---------- Texte à étudier
Aux bordures de l’euthanasie…
De quoi s’agit-il alors, s’il ne s’agit pas d’un « meurtre » ? Peut-on parler d’euthanasie ? Là, il faut distinguer, l’esprit et la lettre. La lettre supposerait qu’on soit du côté du « faire mourir » et de l’injection de curare pour une mort rapide. La lettre n’y est pas. Quant à l’esprit euthanasique, lui, il flotte dans cette affaire, s’est inscrit dans certaines modalités des procédures permises par la loi. Là, mais aussi dans « les directives anticipées » et dans « la sédation profonde et continue » – quand ces modalités ne sont plus indicatives mais deviennent contraignantes, comminatoires et échappent à l’appréciation au cas par cas.
--------------------
---------- Extraits de données
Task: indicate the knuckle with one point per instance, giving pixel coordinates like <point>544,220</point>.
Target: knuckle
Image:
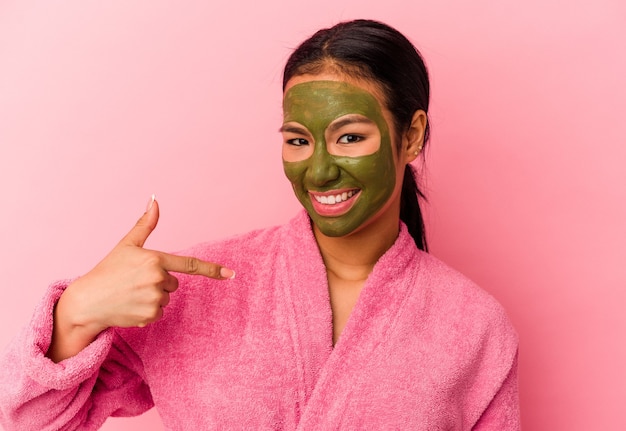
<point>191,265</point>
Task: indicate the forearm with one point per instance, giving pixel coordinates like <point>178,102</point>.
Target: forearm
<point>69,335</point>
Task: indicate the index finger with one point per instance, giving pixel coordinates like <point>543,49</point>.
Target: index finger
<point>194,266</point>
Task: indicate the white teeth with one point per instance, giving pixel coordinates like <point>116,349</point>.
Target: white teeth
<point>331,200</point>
--------------------
---------- Extraits de données
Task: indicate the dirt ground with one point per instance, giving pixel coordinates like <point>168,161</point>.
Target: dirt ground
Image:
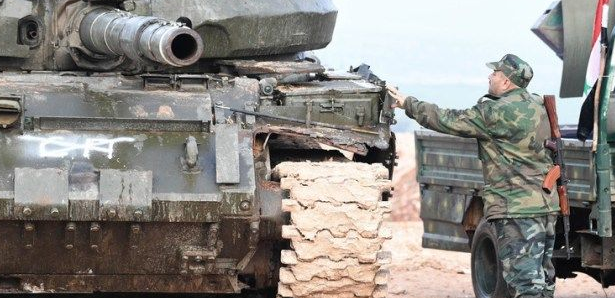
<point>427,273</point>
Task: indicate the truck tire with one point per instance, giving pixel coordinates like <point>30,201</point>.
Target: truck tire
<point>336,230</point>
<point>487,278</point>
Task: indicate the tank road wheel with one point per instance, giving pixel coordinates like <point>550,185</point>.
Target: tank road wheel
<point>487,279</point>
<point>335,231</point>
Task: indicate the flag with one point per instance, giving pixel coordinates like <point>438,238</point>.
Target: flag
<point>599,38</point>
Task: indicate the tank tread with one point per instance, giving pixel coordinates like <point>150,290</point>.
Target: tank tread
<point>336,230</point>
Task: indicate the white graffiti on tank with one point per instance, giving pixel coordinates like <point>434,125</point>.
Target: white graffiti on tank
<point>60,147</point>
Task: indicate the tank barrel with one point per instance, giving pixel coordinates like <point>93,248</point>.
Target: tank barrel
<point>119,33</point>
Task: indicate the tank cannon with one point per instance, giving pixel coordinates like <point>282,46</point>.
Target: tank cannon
--------------------
---------- Extraits de données
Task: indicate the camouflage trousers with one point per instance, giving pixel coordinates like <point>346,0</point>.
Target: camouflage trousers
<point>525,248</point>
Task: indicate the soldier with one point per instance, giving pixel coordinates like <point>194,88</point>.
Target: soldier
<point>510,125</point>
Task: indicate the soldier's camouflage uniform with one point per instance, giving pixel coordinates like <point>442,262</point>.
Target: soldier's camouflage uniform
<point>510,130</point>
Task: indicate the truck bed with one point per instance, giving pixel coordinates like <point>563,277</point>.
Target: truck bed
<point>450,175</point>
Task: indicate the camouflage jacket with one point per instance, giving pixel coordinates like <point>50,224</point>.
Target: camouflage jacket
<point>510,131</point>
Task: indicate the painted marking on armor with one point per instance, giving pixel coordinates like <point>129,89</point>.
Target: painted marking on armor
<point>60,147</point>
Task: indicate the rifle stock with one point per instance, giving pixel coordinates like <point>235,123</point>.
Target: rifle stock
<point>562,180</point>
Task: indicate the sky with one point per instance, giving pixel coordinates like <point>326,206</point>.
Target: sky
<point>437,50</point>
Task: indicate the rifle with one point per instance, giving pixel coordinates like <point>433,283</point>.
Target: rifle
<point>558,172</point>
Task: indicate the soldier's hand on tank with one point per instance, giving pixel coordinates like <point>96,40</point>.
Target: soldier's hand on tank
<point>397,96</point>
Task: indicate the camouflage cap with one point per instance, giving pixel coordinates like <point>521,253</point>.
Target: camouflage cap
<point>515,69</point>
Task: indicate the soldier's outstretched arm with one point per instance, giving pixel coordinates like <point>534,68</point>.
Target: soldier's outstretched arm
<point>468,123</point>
--------------------
■ **Exercices**:
1: Dans le passage sur l’euthanasie, réécrivez le texte depuis « Aux bordures de » jusqu’à « cas par cas. » inclus, en changeant « modalités » en « dispositions ».
2: Relevez toutes les expressions placées entre guillemets dans le passage sur l’euthanasie.

■ **Corrigé**:
1:
Aux bordures de l’euthanasie…
De quoi s’agit-il alors, s’il ne s’agit pas d’un « meurtre » ? Peut-on parler d’euthanasie ? Là, il faut distinguer, l’esprit et la lettre. La lettre supposerait qu’on soit du côté du « faire mourir » et de l’injection de curare pour une mort rapide. La lettre n’y est pas. Quant à l’esprit euthanasique, lui, il flotte dans cette affaire, s’est inscrit dans certaines dispositions des procédures permises par la loi. Là, mais aussi dans « les directives anticipées » et dans « la sédation profonde et continue » – quand ces dispositions ne sont plus indicatives mais deviennent contraignantes, comminatoires et échappent à l’appréciation au cas par cas.

2:
« meurtre »
« faire mourir »
« les directives anticipées »
« la sédation profonde et continue »